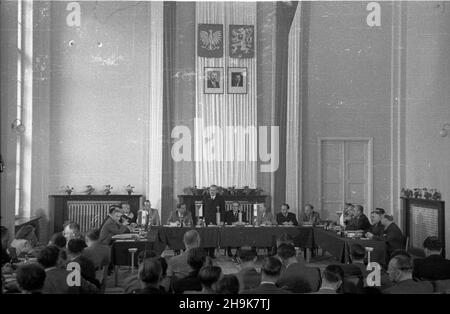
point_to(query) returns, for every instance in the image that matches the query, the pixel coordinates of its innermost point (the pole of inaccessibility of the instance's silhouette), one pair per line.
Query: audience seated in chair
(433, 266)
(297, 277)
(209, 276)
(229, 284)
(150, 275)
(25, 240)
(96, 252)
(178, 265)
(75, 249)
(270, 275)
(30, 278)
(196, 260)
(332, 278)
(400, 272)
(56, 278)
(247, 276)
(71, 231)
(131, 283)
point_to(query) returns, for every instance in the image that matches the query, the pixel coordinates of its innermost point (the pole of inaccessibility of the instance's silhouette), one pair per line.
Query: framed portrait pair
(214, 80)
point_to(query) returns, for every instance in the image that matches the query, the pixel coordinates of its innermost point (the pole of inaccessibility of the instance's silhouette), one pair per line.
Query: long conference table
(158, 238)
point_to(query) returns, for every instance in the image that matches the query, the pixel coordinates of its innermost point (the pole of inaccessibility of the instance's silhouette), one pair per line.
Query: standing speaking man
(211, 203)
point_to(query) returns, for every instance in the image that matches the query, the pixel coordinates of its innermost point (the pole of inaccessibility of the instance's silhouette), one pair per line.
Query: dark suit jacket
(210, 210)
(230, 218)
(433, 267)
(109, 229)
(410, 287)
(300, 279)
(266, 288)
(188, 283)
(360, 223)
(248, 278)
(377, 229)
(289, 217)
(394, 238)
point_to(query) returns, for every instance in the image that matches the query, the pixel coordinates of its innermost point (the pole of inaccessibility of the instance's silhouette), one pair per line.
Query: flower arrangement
....
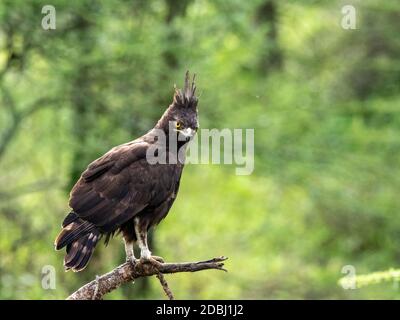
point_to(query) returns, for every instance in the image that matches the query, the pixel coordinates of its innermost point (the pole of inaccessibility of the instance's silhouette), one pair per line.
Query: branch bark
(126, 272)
....
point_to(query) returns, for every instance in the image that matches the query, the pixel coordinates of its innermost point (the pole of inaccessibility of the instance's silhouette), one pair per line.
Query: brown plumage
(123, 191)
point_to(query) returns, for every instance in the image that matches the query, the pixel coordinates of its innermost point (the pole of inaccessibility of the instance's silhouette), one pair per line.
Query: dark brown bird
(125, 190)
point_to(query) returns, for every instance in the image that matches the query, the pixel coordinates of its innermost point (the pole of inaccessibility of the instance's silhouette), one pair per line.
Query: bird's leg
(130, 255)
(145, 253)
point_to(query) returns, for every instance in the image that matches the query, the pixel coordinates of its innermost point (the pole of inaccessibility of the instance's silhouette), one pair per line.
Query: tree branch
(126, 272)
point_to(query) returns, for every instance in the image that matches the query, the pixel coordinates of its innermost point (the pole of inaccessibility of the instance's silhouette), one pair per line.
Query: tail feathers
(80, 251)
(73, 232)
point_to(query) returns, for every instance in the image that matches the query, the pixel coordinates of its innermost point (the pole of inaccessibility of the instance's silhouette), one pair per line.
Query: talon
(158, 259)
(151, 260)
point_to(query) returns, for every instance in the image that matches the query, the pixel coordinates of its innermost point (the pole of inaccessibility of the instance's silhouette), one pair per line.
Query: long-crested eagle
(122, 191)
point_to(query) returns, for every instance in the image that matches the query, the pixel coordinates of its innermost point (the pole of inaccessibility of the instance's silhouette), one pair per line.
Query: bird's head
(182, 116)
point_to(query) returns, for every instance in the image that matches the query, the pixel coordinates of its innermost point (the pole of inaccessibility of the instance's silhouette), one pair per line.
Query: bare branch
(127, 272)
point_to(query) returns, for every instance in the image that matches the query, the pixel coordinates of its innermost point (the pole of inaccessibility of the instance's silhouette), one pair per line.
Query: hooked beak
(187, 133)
....
WHAT YOU HAVE TO DO :: In the listing above, locate the line with "Query: dark suit jacket" and the line with "Query: flower arrangement", then extract exactly those lines and every line between them, and nothing more.

OUTPUT FOR THIS EXERCISE ::
Query: dark suit jacket
(210, 210)
(230, 218)
(433, 267)
(109, 229)
(410, 287)
(300, 279)
(266, 288)
(188, 283)
(360, 223)
(248, 278)
(377, 229)
(289, 217)
(394, 238)
point_to(query) returns, for every instance in the image that matches the query, the pixel coordinates of its innermost point (the pole of inaccessibility of the instance's silhouette), one pair per line.
Query: flower arrangement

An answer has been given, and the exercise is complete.